## Records
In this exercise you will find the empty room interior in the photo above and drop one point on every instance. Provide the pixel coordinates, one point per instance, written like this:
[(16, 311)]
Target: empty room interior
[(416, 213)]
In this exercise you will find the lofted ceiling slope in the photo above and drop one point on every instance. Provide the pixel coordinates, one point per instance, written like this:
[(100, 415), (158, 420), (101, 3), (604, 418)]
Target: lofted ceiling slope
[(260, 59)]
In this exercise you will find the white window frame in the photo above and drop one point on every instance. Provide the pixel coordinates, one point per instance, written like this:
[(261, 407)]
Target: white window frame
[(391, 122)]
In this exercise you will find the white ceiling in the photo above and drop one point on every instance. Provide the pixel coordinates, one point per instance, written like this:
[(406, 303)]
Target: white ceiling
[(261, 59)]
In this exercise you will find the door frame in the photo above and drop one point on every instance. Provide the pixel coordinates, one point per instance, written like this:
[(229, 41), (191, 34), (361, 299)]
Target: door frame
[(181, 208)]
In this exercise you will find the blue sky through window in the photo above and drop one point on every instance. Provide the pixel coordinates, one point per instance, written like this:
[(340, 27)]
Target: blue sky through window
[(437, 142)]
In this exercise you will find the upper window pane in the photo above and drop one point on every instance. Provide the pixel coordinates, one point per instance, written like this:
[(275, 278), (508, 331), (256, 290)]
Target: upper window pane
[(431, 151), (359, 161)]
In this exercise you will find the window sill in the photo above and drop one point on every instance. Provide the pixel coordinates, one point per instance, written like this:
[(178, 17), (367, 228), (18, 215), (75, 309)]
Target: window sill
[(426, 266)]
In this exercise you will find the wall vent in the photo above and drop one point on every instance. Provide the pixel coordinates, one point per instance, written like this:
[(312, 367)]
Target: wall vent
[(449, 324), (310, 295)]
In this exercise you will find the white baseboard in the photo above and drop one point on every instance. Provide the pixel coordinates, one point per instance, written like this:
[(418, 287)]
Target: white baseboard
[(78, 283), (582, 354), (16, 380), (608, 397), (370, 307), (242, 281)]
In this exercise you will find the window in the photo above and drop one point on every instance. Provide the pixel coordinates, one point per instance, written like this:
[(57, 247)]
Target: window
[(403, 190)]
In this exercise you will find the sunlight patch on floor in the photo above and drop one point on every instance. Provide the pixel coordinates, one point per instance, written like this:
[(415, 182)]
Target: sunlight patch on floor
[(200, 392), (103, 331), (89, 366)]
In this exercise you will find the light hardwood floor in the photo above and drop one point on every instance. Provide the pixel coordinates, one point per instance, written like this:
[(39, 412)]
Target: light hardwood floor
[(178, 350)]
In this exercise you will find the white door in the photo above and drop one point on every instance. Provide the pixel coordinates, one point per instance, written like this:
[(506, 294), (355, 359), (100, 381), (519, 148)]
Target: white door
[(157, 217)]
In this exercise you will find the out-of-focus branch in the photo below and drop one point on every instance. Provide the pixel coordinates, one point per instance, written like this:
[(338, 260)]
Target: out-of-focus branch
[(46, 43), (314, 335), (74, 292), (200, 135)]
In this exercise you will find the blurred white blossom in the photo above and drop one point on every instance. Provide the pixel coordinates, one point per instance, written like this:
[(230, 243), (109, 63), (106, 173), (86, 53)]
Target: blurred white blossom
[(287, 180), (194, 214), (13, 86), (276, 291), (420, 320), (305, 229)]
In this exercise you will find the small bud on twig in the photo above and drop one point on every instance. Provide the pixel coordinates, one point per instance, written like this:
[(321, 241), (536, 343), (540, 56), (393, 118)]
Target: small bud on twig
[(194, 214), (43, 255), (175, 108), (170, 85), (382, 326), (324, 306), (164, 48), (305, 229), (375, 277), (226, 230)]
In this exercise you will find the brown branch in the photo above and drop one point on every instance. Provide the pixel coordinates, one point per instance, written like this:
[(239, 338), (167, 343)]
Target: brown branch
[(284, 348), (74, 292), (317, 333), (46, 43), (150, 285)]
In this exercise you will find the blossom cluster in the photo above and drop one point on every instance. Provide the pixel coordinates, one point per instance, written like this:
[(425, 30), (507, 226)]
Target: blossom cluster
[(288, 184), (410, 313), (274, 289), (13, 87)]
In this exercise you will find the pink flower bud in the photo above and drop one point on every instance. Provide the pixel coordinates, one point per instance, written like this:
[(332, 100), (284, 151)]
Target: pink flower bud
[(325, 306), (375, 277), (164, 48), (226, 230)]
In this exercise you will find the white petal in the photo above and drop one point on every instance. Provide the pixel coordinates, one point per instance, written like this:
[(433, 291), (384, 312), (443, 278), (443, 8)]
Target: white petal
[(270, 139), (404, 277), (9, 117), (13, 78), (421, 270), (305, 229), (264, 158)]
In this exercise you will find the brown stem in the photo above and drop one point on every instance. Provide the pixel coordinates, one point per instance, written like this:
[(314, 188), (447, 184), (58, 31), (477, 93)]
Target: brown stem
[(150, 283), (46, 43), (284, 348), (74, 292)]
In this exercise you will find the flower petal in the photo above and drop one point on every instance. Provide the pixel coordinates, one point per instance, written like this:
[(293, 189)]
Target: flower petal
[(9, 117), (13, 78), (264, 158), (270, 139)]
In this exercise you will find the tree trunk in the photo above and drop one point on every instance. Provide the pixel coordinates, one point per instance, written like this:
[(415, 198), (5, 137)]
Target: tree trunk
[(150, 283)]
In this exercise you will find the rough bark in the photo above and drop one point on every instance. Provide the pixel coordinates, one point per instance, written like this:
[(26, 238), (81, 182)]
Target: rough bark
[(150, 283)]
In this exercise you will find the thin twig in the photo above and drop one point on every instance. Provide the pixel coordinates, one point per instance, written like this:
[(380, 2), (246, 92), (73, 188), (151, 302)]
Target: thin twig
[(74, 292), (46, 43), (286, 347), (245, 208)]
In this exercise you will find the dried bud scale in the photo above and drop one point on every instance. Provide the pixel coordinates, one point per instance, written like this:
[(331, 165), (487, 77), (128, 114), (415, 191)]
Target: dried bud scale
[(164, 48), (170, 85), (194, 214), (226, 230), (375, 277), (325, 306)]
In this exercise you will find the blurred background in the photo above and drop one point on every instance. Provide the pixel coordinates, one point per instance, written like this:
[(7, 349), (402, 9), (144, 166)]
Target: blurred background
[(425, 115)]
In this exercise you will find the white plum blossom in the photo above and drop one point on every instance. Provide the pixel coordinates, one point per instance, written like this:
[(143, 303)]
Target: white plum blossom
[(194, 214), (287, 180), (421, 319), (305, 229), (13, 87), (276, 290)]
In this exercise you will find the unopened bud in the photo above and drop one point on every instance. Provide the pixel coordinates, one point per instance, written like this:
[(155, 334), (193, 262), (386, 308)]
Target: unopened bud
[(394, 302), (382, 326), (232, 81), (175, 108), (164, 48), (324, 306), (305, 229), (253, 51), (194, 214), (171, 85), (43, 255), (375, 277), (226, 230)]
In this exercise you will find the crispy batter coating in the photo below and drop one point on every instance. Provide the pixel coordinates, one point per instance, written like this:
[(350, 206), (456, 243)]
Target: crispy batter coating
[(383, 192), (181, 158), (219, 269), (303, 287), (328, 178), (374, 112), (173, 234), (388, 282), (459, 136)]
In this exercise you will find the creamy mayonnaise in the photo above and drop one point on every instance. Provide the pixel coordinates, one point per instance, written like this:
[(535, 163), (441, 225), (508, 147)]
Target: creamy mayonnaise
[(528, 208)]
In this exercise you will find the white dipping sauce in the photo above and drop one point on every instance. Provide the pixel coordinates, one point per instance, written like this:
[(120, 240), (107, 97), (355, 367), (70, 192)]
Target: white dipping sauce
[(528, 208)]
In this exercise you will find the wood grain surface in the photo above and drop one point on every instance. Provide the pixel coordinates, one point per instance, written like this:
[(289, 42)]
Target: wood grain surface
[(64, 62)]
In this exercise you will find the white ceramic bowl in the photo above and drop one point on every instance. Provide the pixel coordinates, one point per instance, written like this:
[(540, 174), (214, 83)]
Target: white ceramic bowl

## Stated exercise
Rewrite the part that opens with the line containing "In this exercise you will find the window in" and closes with the line containing "[(157, 217)]" as a Markdown table with two columns, No. and Text, numbering each line and leaving out any blank lines.

## Response below
| No. | Text |
|---|---|
| 1 | In this exercise you will find the window in the photo above and drop one point on every instance. Provide the pixel coordinates, one point per instance, written like this: |
| 2 | [(57, 247)] |
| 3 | Target: window |
| 4 | [(403, 190)] |
| 5 | In this exercise you will find the sunlight patch on floor in the photo above and drop one point on every instance. Provide the pixel coordinates, one point per instance, written like this: |
| 6 | [(415, 182)] |
| 7 | Target: sunlight patch on floor |
| 8 | [(200, 392), (103, 331), (89, 366)] |
| 9 | In this exercise you will find the light hardwood floor in the photo above and drop one point on every instance. Provide the pixel coordinates, one point per instance, written like this: |
| 10 | [(39, 412)] |
| 11 | Target: light hardwood floor |
| 12 | [(178, 350)] |
| 13 | In this exercise you will find the white door in the photo above and drop one point on every instance. Provide the pixel coordinates, one point per instance, written like this: |
| 14 | [(506, 294), (355, 359), (100, 381), (519, 148)] |
| 15 | Target: white door |
| 16 | [(157, 217)] |